-- Start of Source --

With his mistress soon
out of danger, Marcello rushes to the airport on an assignment to cover the
arrival of Sylvia (Anita Ekberg), a ravishing Hollywood movie
star arriving in Rome to begin work on her next picture. Marcello spends the
next 24 hours with Sylvia under the spell of his enchanted vision of her that he
hopes will become reality. Instead, after bringing her home at dawn he suddenly
winds up on the wrong side of an ass-kicking at the hands of Sylvia's husky
boy-friend.
Broken, confused and
searching for answers to the eternal questions of his meaningless life, Marcello
visits his friend Steiner, an intellectual whose advice Marcello respects.
However, no answers are forth-coming. Later in the film, as Emma and Marcello
spend an unforgettable evening at Steiner's home, and in the company of
Steiner's family and intellectual friends, Marcello begins to discover harmony
and peace of mind. Emma, now even more jealous and demanding, attempts to
convince him that his only salvation is in giving himself to her completely.
Through various other
settings the film comes to the point where Marcello is called to report on a
double murder/suicide scene. He is shocked beyond belief to discover that
Steiner has killed his two children and then shot himself. At this point Marcello suffers his greatest
disillusionment.
Unable to grasp the
life-line of peace and harmony he once envisioned in his friend Steiner's life,
Marcello descends even deeper into his previous world of sleaze and debasement,
the omega-point coming at a party at the seaside villa of a movie producer that lapses into an unbridled
orgy where Marcello thoroughly degrades himself, becoming a man without a
soul.
In the closing moments
of the film, the last symbol of hope and innocence appears to him in the form of
a young girl that he had earlier befriended. She beckons him to join her, but
Marcello, now beyond redemption, cannot.
La Dolce Vita was a
paradox from the first day it was release in 1960. The Vatican immediately placed it
on its "Excluded List." The National Legion of Decency noted that, while
the movie's theme was "animated throughout by a moral spirit,"

-- End of Source --
-- Start of Data extract --

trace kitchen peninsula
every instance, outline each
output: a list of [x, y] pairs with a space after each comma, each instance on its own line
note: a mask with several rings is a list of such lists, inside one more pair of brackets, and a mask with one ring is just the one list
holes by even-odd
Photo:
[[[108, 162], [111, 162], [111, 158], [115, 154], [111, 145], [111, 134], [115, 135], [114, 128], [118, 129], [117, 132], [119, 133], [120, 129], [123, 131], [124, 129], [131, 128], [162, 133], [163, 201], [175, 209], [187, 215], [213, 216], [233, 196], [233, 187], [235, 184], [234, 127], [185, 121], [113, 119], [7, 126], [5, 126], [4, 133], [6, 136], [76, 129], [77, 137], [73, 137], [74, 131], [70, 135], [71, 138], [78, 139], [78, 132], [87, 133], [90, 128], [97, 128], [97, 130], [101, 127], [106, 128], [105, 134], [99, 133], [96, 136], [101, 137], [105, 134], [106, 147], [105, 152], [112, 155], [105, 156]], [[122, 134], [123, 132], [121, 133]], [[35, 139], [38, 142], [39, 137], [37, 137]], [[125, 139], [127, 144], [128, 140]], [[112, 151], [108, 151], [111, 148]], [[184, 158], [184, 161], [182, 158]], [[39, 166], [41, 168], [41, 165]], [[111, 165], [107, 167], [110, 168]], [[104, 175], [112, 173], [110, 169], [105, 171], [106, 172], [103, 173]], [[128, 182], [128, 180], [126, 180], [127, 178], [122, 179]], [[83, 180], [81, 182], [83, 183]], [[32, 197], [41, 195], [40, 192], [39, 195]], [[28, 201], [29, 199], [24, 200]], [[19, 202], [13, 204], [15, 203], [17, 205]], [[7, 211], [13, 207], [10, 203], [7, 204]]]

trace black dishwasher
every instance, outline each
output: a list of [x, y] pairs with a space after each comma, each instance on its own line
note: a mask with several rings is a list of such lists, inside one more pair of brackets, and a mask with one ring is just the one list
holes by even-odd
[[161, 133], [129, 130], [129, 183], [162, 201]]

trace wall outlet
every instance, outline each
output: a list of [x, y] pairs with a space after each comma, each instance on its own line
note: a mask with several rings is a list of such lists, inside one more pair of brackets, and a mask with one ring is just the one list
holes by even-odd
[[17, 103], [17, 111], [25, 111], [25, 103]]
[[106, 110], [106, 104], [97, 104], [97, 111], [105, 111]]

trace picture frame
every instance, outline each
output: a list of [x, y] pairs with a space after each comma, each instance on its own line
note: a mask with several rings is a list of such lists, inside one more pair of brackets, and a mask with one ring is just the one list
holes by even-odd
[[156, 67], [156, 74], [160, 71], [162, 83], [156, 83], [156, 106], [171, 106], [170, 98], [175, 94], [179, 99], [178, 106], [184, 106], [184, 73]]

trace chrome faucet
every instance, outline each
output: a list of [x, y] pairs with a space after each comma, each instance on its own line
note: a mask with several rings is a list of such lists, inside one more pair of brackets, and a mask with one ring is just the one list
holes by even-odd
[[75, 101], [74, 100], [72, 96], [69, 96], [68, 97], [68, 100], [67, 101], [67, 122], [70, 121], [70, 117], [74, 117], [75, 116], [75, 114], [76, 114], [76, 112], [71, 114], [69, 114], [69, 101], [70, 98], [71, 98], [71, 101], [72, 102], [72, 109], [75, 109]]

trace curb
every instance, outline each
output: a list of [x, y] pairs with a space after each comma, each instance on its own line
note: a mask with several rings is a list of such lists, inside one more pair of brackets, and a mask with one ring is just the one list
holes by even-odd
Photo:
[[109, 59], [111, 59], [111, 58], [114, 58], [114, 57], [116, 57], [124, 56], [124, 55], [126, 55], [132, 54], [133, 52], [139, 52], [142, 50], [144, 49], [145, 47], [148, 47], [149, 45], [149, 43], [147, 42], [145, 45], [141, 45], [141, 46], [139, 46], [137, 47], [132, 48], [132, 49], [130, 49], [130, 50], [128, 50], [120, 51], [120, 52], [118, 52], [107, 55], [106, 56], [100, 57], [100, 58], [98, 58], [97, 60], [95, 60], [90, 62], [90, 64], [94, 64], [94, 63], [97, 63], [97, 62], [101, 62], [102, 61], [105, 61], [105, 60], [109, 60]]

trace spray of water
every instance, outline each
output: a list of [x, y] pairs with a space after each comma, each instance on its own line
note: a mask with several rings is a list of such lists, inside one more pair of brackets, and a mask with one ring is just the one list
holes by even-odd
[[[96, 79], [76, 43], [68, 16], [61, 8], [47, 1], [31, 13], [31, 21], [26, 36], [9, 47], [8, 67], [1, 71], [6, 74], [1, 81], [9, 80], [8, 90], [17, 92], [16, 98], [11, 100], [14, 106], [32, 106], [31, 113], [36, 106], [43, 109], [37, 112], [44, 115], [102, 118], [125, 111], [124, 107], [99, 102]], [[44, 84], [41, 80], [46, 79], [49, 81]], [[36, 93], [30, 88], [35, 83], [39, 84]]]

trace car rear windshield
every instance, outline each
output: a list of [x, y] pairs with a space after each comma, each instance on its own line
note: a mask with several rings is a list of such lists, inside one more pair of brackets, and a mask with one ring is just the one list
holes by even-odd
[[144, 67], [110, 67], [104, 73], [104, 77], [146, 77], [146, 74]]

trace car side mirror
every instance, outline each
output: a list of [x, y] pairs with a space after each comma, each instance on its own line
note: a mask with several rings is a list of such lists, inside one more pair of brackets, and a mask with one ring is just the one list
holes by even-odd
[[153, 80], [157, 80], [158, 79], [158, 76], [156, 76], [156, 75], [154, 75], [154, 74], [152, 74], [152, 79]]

-- End of Data extract --

> [Problems]:
[1] Name each film character the La Dolce Vita summary mentions by name.
[2] Please retype a passage from the La Dolce Vita summary, beginning at the words "Broken, confused and" and stopping after "advice Marcello respects.".

> [Answer set]:
[1]
Marcello
Sylvia
Steiner
Emma

[2]
Broken, confused and
searching for answers to the eternal questions of his meaningless life, Marcello
visits his friend Steiner, an intellectual whose advice Marcello respects.